### PASSAGE FOR REVIEW
───
November 23, 2017 ~ 10:00 a.m.
The 81st Manchester Road Race
Little Manchester Road Race
Copyright 2017 Manchester Road Race Committee, Inc.
Policies - All Rights Reserved
Web Design by Axelhouse Web Services LLC
credit The Hartford Courant
credit Providence College
John Treacy 3rd win - 1977
Ray Treacy runs for Providence
TREACY BROTHERS TO SERVE AS HONORARY CHAIRMEN OF MRR
The Manchester Road Race Committee announced today that brothers John and Ray Treacy will serve as the Honorary Co-Chairmen of this year’s Thanksgiving Day run.
John Treacy is an Olympic silver medalist who won the Manchester Road Race four times. Ray Treacy, the long-time head cross country and track coach at Providence College, had two second place finishes here.
Raised in the small hamlet of Villierstown, Ireland, the Treacy brothers were both All-American performers at Providence College. They were members of a contingent of elite runners from Ireland-nicknamed the “Irish Connection”---who dominated the Thanksgiving Day event and captured nine individual championships here between 1978 and 1987.
John Treacy won the MRR in 1978, 1979, 1984 and 1985. A tenacious hill runner and two-time World Cross Country Champion, he was the silver medalist in the marathon at the 1984 Los Angeles Olympic Games.
Ray Treacy, who is three year’s older than John but followed him to Providence College, finished second behind his brother at the 1979 MRR. John Treacy smashed Amby Burfoot’s course record of 22:21 that day with a winning time of 21:26, a mark that stood until 1995. Ray Treacy was timed in 22:25, and finished nearly a minute behind his sibling, but just four seconds off the old course record. Ray Treacy was also runner-up to Eamonn Coghlan, the world-famous Irish indoor miler, at the 1981 MRR.
“We are so pleased that John and Ray will be coming back to Manchester, where they have so many friends and fans,” said Dr. Tris Carta, President of the Manchester Road Race Committee. “They both have done so much for our road race. And it will bring back some terrific memories when these two great “Irish Connection” athletes rejoin us this Thanksgiving.”
John Treacy holds an MBA degree and serves as Chief Executive Officer of Sport Ireland, the country’s governing athletic organization. He lives in Dublin. Ray Treacy, a resident of Warwick, R.I., is the director of track and cross country operations at his alma mater. A coach at Providence College for the past 33 years, his women’s cross country teams won NCAA Division 1 championships in 1995 and 2013. While at P.C., he coached Manchester Road Race champions Amy Rudolph, Kim Smith, Emily Sisson, Mark Carroll and Martin Fagan.
MRR ANNOUNCES DONATIONS TO CHARITIES
Muscular Dystrophy research, and the effort to erect a statue in honor of Manchester’s greatest runner, will soon receive big financial boosts from the Manchester Road Race.
Dr. Tris Carta, President of the Manchester Road Race Committee, announced today that $100,755 from the proceeds of last November’s Thanksgiving Day run will be distributed among 18 charities and non-profit organizations.
───
### TO DO
In the Manchester Road Race page, swap "hamlet" for "village" in the part starting with "Raised in the" and going on through "1978 and 1987.", then give that part again. Work from the Manchester Road Race page alone.

### RECORDS SUPPLIED
───
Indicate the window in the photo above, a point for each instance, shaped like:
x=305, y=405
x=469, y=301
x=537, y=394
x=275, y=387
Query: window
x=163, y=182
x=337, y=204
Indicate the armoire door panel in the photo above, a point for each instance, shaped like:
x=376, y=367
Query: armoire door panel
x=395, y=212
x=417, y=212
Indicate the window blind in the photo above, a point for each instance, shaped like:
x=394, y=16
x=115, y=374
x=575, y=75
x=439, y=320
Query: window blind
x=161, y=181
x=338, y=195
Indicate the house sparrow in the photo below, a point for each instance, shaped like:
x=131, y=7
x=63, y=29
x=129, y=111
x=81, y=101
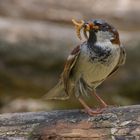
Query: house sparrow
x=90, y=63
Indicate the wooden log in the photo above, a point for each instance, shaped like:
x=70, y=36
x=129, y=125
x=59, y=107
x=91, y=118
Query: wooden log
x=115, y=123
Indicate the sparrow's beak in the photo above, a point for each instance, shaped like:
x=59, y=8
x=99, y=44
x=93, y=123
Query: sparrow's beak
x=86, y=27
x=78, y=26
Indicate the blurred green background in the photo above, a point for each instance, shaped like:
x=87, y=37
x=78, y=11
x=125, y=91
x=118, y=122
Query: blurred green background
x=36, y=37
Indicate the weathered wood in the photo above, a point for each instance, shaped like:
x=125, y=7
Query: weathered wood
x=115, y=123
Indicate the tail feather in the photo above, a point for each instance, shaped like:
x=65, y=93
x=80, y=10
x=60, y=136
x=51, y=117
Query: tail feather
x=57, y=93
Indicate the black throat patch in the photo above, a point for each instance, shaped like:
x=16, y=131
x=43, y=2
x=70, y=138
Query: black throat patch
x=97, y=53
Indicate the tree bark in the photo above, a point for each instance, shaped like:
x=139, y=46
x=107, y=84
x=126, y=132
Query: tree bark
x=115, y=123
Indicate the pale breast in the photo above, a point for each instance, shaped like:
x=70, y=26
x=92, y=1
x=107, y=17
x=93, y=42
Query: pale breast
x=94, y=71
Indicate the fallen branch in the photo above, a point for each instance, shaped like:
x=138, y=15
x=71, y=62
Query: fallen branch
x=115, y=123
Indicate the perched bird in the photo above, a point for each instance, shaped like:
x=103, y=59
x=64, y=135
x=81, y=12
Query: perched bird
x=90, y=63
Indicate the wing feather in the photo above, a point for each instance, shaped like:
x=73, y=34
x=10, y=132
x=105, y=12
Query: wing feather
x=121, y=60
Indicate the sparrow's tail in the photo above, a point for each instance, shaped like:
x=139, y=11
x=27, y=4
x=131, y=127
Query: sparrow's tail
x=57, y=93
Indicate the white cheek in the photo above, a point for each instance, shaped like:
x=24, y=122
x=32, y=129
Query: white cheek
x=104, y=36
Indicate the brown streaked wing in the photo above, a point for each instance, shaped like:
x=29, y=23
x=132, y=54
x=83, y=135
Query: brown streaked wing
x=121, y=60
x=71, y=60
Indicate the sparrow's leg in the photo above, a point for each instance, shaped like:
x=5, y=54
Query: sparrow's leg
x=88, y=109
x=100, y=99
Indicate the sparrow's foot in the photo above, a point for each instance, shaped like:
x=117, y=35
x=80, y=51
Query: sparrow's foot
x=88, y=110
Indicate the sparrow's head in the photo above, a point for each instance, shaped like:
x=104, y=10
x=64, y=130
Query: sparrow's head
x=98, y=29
───
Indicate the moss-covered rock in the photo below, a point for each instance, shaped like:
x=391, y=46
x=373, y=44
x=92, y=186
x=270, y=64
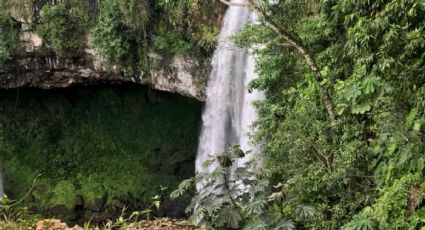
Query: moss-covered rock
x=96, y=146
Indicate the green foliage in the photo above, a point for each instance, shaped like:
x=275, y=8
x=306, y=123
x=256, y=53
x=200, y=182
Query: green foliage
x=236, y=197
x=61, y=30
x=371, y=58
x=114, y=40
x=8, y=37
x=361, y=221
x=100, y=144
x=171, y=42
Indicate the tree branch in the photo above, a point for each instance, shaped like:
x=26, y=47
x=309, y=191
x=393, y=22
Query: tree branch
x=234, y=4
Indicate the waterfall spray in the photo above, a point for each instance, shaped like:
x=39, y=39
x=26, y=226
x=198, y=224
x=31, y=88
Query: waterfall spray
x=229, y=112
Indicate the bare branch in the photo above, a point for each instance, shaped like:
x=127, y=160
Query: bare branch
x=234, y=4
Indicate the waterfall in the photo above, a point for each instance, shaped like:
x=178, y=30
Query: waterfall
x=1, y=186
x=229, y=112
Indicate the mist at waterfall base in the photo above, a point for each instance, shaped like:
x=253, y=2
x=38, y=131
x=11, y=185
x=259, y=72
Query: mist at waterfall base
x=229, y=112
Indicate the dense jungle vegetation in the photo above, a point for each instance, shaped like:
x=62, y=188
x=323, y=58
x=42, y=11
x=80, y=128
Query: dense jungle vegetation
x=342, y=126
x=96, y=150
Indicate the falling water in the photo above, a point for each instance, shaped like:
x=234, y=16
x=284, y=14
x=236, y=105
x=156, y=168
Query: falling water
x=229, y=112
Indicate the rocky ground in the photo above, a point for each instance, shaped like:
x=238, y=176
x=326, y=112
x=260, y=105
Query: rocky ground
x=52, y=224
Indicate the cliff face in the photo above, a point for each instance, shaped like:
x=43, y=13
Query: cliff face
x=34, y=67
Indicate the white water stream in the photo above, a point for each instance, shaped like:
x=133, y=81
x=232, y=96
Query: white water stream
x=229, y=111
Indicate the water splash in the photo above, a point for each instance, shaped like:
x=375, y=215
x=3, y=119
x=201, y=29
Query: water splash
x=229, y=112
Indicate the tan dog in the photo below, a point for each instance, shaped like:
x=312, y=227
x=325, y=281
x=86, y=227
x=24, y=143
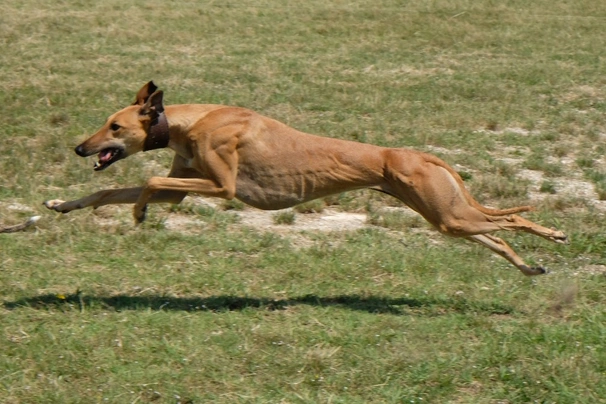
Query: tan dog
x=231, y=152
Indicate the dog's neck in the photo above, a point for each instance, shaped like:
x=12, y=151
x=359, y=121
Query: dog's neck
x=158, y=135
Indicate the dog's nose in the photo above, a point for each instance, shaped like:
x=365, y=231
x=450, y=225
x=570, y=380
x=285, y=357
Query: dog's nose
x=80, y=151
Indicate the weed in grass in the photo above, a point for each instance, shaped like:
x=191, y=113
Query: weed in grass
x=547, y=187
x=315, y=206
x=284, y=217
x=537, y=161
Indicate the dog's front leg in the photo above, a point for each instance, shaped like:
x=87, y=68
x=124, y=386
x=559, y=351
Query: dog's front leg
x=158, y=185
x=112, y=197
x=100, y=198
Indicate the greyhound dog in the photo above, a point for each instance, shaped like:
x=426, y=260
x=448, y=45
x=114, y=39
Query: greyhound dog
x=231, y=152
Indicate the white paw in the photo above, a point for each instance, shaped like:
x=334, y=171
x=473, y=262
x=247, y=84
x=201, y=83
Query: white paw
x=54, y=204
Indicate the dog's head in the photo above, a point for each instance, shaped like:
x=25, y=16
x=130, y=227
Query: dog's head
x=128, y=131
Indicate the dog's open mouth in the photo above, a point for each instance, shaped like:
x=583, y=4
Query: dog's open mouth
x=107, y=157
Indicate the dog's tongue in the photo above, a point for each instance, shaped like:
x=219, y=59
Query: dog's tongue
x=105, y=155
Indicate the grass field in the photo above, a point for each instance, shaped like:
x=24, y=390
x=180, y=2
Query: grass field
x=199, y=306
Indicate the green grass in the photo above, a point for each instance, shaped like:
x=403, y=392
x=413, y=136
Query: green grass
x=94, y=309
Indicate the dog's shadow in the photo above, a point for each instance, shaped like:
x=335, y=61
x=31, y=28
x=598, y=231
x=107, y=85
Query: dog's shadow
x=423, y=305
───
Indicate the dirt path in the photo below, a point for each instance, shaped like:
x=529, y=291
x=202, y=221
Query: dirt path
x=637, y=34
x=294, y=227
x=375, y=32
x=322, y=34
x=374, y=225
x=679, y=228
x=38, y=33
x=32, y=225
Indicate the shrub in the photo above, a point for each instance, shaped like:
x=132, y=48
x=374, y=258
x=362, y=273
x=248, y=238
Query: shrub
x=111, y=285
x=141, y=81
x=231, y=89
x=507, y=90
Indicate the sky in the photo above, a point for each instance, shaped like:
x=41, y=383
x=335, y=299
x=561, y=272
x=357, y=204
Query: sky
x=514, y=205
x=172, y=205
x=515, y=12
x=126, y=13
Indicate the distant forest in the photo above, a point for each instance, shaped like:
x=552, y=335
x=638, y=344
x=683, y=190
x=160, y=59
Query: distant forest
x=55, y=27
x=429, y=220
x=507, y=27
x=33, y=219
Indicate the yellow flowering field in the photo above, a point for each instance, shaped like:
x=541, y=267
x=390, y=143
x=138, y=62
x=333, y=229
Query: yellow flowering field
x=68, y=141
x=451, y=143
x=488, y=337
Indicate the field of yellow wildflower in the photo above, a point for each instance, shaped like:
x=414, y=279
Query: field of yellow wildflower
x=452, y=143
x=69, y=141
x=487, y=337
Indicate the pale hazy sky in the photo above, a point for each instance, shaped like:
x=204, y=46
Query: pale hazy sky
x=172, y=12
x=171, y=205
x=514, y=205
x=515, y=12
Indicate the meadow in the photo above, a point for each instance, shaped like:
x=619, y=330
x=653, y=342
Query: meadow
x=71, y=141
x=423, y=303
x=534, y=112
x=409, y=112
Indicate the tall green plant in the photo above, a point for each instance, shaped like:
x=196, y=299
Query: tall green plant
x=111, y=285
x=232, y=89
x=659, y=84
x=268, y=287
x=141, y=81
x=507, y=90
───
### RESPONSE TO THE TASK
Raised in the small village of Villierstown, Ireland, the Treacy brothers were both All-American performers at Providence College. They were members of a contingent of elite runners from Ireland-nicknamed the “Irish Connection”---who dominated the Thanksgiving Day event and captured nine individual championships here between 1978 and 1987.